[[ EXERCISE MATERIALS, beginning ]]
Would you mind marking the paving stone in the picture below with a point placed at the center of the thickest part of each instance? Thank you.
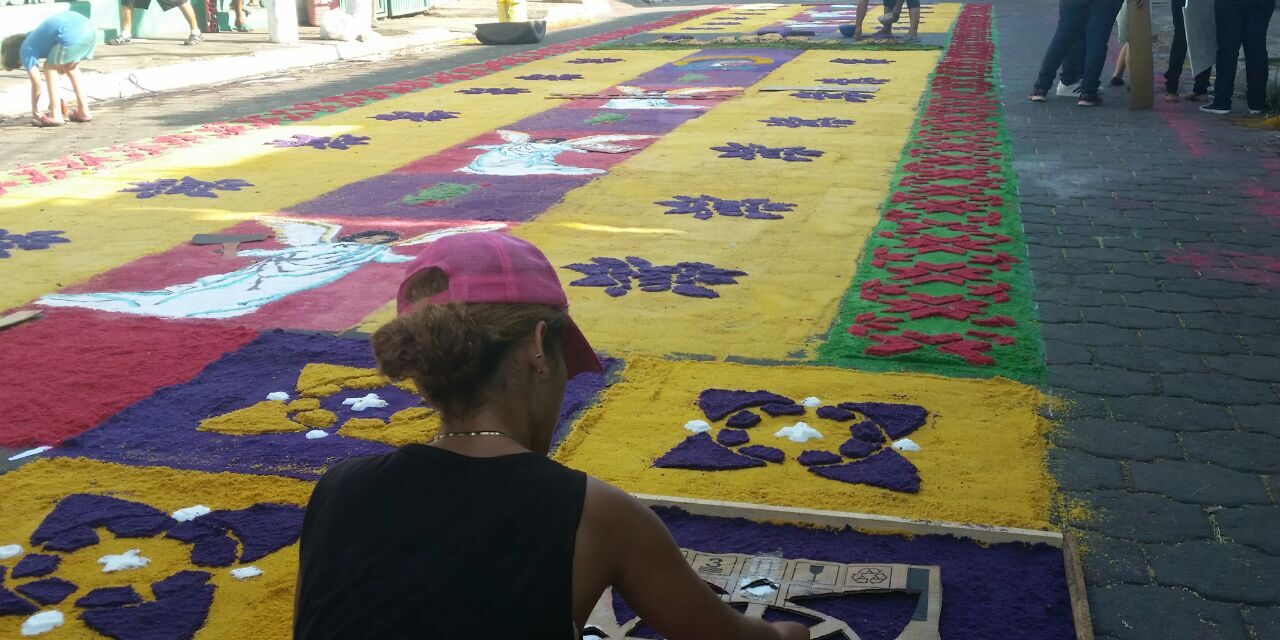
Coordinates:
(1242, 451)
(1219, 571)
(1217, 388)
(1132, 318)
(1148, 359)
(1198, 483)
(1079, 471)
(1109, 561)
(1120, 440)
(1230, 324)
(1088, 333)
(1171, 414)
(1176, 302)
(1143, 517)
(1255, 525)
(1102, 380)
(1192, 341)
(1261, 417)
(1137, 612)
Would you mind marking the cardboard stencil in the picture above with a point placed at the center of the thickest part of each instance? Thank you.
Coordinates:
(759, 584)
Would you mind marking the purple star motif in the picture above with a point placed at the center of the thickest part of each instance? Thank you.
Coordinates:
(703, 208)
(690, 279)
(188, 186)
(848, 96)
(552, 77)
(794, 122)
(437, 115)
(30, 241)
(492, 91)
(752, 151)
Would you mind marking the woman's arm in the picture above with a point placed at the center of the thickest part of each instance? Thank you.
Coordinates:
(636, 556)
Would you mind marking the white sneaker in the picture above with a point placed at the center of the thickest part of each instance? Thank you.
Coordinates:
(1068, 90)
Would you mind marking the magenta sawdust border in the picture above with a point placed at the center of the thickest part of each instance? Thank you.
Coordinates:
(106, 158)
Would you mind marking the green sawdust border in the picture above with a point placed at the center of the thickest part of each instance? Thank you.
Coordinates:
(1024, 360)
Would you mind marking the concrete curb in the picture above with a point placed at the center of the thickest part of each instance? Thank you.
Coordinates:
(118, 85)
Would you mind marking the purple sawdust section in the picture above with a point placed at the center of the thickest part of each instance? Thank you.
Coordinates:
(897, 420)
(497, 197)
(717, 403)
(818, 457)
(163, 429)
(73, 521)
(109, 597)
(1000, 590)
(887, 470)
(396, 398)
(743, 420)
(50, 590)
(762, 452)
(732, 437)
(179, 611)
(699, 452)
(871, 616)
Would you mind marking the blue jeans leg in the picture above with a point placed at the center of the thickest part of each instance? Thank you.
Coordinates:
(1072, 18)
(1101, 18)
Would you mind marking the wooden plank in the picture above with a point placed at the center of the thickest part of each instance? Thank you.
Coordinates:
(1141, 86)
(1075, 589)
(859, 521)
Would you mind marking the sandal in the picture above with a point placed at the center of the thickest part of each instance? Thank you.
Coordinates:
(46, 120)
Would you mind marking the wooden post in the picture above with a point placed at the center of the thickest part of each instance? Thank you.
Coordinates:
(1141, 90)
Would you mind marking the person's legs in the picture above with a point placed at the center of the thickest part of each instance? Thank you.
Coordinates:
(1176, 50)
(1230, 32)
(1101, 16)
(1072, 18)
(1257, 17)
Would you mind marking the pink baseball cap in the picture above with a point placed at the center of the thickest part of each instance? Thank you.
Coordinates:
(492, 266)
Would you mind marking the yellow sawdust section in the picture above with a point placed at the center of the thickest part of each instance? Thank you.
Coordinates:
(260, 607)
(108, 228)
(320, 380)
(798, 266)
(982, 455)
(754, 19)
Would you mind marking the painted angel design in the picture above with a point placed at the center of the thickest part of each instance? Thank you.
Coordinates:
(315, 256)
(522, 155)
(659, 99)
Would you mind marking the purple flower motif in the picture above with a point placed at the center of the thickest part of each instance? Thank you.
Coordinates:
(339, 142)
(853, 81)
(492, 91)
(848, 96)
(794, 122)
(860, 60)
(703, 208)
(188, 186)
(31, 241)
(437, 115)
(752, 151)
(691, 279)
(551, 77)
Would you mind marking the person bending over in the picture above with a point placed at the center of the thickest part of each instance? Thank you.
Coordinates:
(478, 534)
(62, 41)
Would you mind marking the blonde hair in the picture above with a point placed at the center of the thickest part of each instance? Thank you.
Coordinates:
(10, 51)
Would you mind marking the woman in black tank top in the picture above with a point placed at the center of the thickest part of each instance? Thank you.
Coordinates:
(476, 534)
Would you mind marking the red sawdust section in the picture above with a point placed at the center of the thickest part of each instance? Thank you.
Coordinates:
(72, 369)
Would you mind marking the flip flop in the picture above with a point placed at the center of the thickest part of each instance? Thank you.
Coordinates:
(45, 120)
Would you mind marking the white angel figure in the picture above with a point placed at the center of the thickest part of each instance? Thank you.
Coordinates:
(658, 99)
(315, 256)
(522, 155)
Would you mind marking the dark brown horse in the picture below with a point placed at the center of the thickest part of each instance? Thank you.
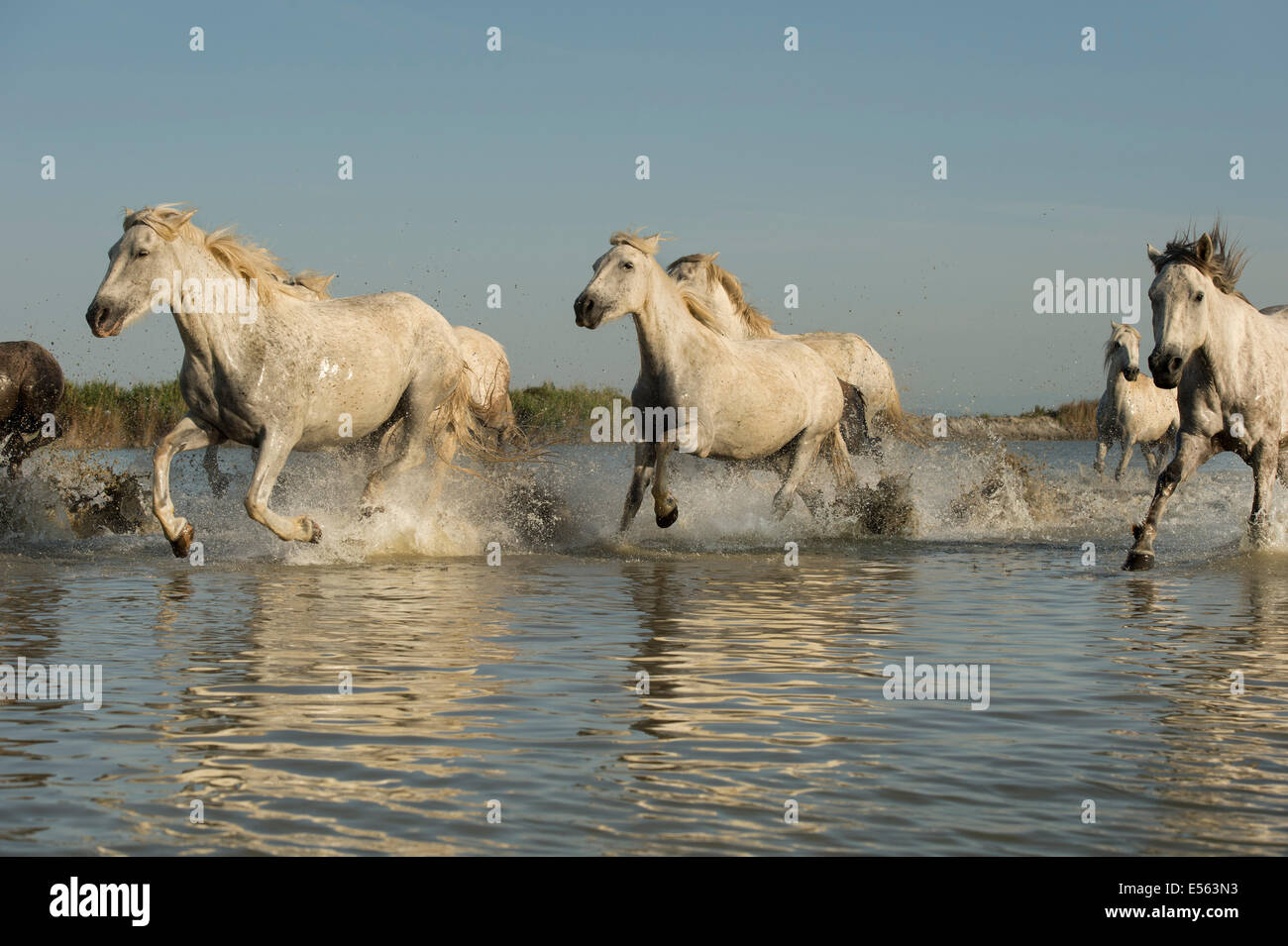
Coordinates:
(31, 385)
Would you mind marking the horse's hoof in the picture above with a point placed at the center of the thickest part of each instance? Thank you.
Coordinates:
(183, 543)
(1138, 562)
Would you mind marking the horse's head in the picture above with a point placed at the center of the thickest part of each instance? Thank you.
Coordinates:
(141, 257)
(696, 271)
(1124, 351)
(621, 282)
(1190, 277)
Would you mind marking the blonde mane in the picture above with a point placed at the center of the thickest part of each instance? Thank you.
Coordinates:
(236, 254)
(759, 326)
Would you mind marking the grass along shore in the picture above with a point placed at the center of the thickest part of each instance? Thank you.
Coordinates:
(99, 415)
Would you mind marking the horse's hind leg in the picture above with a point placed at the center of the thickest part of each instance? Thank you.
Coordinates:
(806, 450)
(217, 477)
(666, 510)
(645, 459)
(271, 457)
(185, 435)
(445, 451)
(419, 430)
(854, 422)
(20, 447)
(1128, 446)
(1265, 465)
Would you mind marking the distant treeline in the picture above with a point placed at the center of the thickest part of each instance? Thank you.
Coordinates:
(103, 415)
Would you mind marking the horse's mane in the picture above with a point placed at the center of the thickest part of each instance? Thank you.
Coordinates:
(648, 245)
(1111, 347)
(1223, 267)
(235, 253)
(759, 326)
(634, 239)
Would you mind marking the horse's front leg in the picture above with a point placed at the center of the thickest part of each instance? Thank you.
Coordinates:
(1194, 451)
(187, 435)
(666, 510)
(1265, 467)
(1102, 450)
(217, 477)
(1128, 446)
(645, 459)
(806, 450)
(271, 457)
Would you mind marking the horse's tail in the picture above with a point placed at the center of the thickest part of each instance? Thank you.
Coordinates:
(464, 417)
(510, 433)
(838, 456)
(896, 421)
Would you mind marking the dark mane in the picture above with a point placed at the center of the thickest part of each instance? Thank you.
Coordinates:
(1223, 267)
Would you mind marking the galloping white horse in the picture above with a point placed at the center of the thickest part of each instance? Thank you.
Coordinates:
(768, 399)
(1229, 364)
(288, 373)
(1132, 411)
(485, 368)
(872, 399)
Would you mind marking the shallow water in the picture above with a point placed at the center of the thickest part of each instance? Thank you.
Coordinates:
(516, 683)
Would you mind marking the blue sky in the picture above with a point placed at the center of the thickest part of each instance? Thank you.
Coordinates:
(809, 167)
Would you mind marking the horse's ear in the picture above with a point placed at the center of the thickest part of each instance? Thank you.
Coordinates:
(1205, 249)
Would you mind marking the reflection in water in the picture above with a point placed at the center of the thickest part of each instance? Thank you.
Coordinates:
(518, 683)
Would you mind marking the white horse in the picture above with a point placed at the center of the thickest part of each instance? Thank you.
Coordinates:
[[ EXERCISE MATERIALS, end ]]
#### YOUR INSTRUCTIONS
Type the listing out again word for word, passing over each picture.

#### ANSWER FOR THIS EXERCISE
Would you mind marking the paving stone in the picture below with a point placed at the center of the thickest part of each instance? Thank you.
Coordinates:
(1242, 451)
(1219, 571)
(1217, 388)
(1132, 318)
(1148, 359)
(1198, 483)
(1079, 471)
(1109, 561)
(1120, 440)
(1230, 324)
(1088, 333)
(1171, 414)
(1176, 302)
(1143, 517)
(1255, 525)
(1102, 380)
(1192, 341)
(1261, 417)
(1137, 612)
Would you mind marking the cardboard stencil in the picture above with a point placed at the center of the thickest part of each instance? Thank you.
Coordinates:
(759, 584)
Would you mind marking the purple star motif in the picture above with a point placed at the center of the thickest part of each instance? Thank you.
Coordinates:
(703, 208)
(690, 279)
(188, 186)
(848, 96)
(552, 77)
(794, 122)
(437, 115)
(30, 241)
(492, 91)
(752, 151)
Would you mind marking the woman's arm in the picture above with a point placed at the center of the thickest part of each instance? Thank you.
Coordinates:
(636, 556)
Would you mind marking the white sneaker in the picture above with a point placed at the center of the thickest part of each instance? Thank you.
Coordinates:
(1068, 90)
Would you mind marking the magenta sawdust border in the picture above with a point placed at the center of the thickest part of each instance? Thank you.
Coordinates:
(106, 158)
Would you mind marking the green sawdust border in the picture above with a point placed at the center of the thickest part of each instance? Thank you.
Coordinates:
(1024, 360)
Would you mind marking the concrete curb in the picture above with a point placed at the center of the thickest part of each instance? Thank you.
Coordinates:
(118, 85)
Would you mind marking the purple sawdust section in the picture above with a point placed at the center of the thickest part of each instance? Thank you.
Coordinates:
(897, 420)
(497, 197)
(717, 403)
(818, 457)
(163, 429)
(73, 521)
(109, 597)
(1000, 590)
(887, 470)
(396, 398)
(743, 420)
(50, 590)
(762, 452)
(732, 437)
(179, 611)
(699, 452)
(871, 616)
Would you mind marking the blue jeans leg in the picture above with a point placed at the center of the thickest part of each instance? Thank you.
Coordinates:
(1072, 18)
(1101, 18)
Would you mind marking the wooden plank in the picture above with a point placed at the center of the thickest part of each instance? Thank you.
Coordinates:
(1141, 86)
(1075, 589)
(859, 521)
Would you mind marking the sandal in the picture above with a point placed at the center of the thickest part of each instance? Thank you.
Coordinates:
(46, 120)
Would you mind marking the wooden post in the picture above with a point placed at the center of the thickest part of each instance? Thank you.
Coordinates:
(1141, 90)
Would you mind marking the person's legs in the picture above with a point placed at the center of the thickest part of each instance? Thank you.
Coordinates:
(1176, 50)
(1230, 32)
(1101, 16)
(1072, 18)
(1257, 17)
Would you mind marking the pink baseball cap in the picture above with a point placed at the center of the thickest part of each instance? Thank you.
Coordinates:
(492, 266)
Would you mind marking the yellow sawdust section in the picture above with a point placed at the center of the thickest part of each instance? Thank you.
Coordinates:
(260, 607)
(108, 228)
(320, 380)
(798, 266)
(982, 455)
(754, 19)
Would you mind marking the painted angel design in the picture above with a point placed at the center of the thickest part of each instance? Thank you.
Coordinates:
(315, 256)
(522, 155)
(659, 99)
Would you mind marking the purple flower motif in the picture above with a point placed at the center of the thickest part of each instance? Thank you.
Coordinates:
(339, 142)
(853, 81)
(492, 91)
(848, 96)
(794, 122)
(860, 60)
(703, 208)
(188, 186)
(31, 241)
(437, 115)
(752, 151)
(691, 279)
(551, 77)
Would you mind marking the person bending over in the picture above with a point placed at the center of the thickest part of each instance? Thank you.
Coordinates:
(478, 534)
(62, 41)
Would you mind marking the blonde hair in the picture above with a point placed at the center of the thickest part of each instance? Thank you.
Coordinates:
(10, 51)
Would you mind marking the woman in black tank top in the picture above with a point placed at the center of the thickest part of each instance? Thank you.
Coordinates:
(476, 534)
Would you mind marking the red sawdust section in the picture above with a point placed at the center of the thickest part of each instance? Thank you.
Coordinates:
(72, 369)
Would you mind marking the flip flop in the picture above with a point placed at the center of the thickest part of each instance? Thank you.
Coordinates:
(45, 120)
Would you mind marking the white angel figure in the picture above with a point placed at the center of the thickest part of each instance? Thank you.
Coordinates:
(658, 99)
(315, 256)
(522, 155)
Would you mind marking the dark brown horse in the picture below with a point placed at the center of the thickest part of each instance? Thank you.
Coordinates:
(31, 385)
Would you mind marking the horse's hoof in the picture above with a point placed at the center of the thickest part of each instance? Thank you.
Coordinates:
(183, 543)
(1138, 562)
Would you mind marking the horse's head in the picture above with a point placed at the center of the thickest part of each instance? Thank you.
Coordinates:
(141, 257)
(696, 271)
(1124, 351)
(621, 282)
(1190, 277)
Would you mind marking the blonde mane in the picture above with a point placed at the center of the thickest part of each instance? Thank you.
Coordinates:
(236, 254)
(759, 326)
Would you mind marking the grass along shore in the picture above with a point placed at the center of the thickest part of each instance? Thank you.
Coordinates:
(99, 415)
Would you mind marking the horse's hind leg in the picture above with a point placed at the center of the thickest part of each instance? Thank you.
Coordinates:
(806, 450)
(217, 477)
(666, 510)
(645, 459)
(271, 457)
(185, 435)
(445, 451)
(419, 430)
(854, 422)
(20, 447)
(1128, 446)
(1265, 465)
Would you mind marking the distant treeline in the picture above with a point placed at the center of the thickest part of each instance? Thank you.
Coordinates:
(103, 415)
Would you mind marking the horse's mane in the picture above with a point placed at the center of the thickest part of each instance? Thank you.
Coordinates:
(648, 245)
(1111, 347)
(1223, 267)
(235, 253)
(759, 326)
(634, 239)
Would you mind marking the horse's front leg in the picture above with a point placed at the center of the thickest part of each instance? Thank you.
Coordinates:
(1194, 451)
(187, 435)
(666, 510)
(1265, 467)
(1102, 450)
(217, 477)
(1128, 446)
(645, 459)
(806, 450)
(271, 457)
Would you mind marking the horse's tail in the picture above with a point placed at the center of the thickest part of each instance? Thank you.
Coordinates:
(464, 417)
(510, 433)
(838, 456)
(896, 421)
Would you mind marking the dark mane in the picture above with a point placed at the center of the thickest part of each instance? Thank you.
Coordinates:
(1223, 267)
Would you mind marking the galloping white horse in the picture above with a point placed at the center of the thickest part of each instance? Thank you.
Coordinates:
(768, 399)
(1229, 364)
(288, 373)
(1132, 411)
(485, 368)
(872, 399)
Would you mind marking the shallow water in the picture above with a point placed at the center of the thickest part of each instance? Thank you.
Coordinates:
(516, 683)
Would you mind marking the blue sky in the picture above with a point placed at the center of the thickest part of each instance? Thank you.
Coordinates:
(809, 167)
Would you mind marking the horse's ear in the picture above with a point placed at the center of the thickest part of each instance? Thank you.
Coordinates:
(1205, 249)
Would you mind marking the reflection in water in the picture above with a point placed at the center of the thickest part of each instance? Thank you.
Coordinates:
(518, 683)
Would you mind marking the white horse in the picture above with a point placed at the center of the thickest part of each instance? Thank you.
Coordinates:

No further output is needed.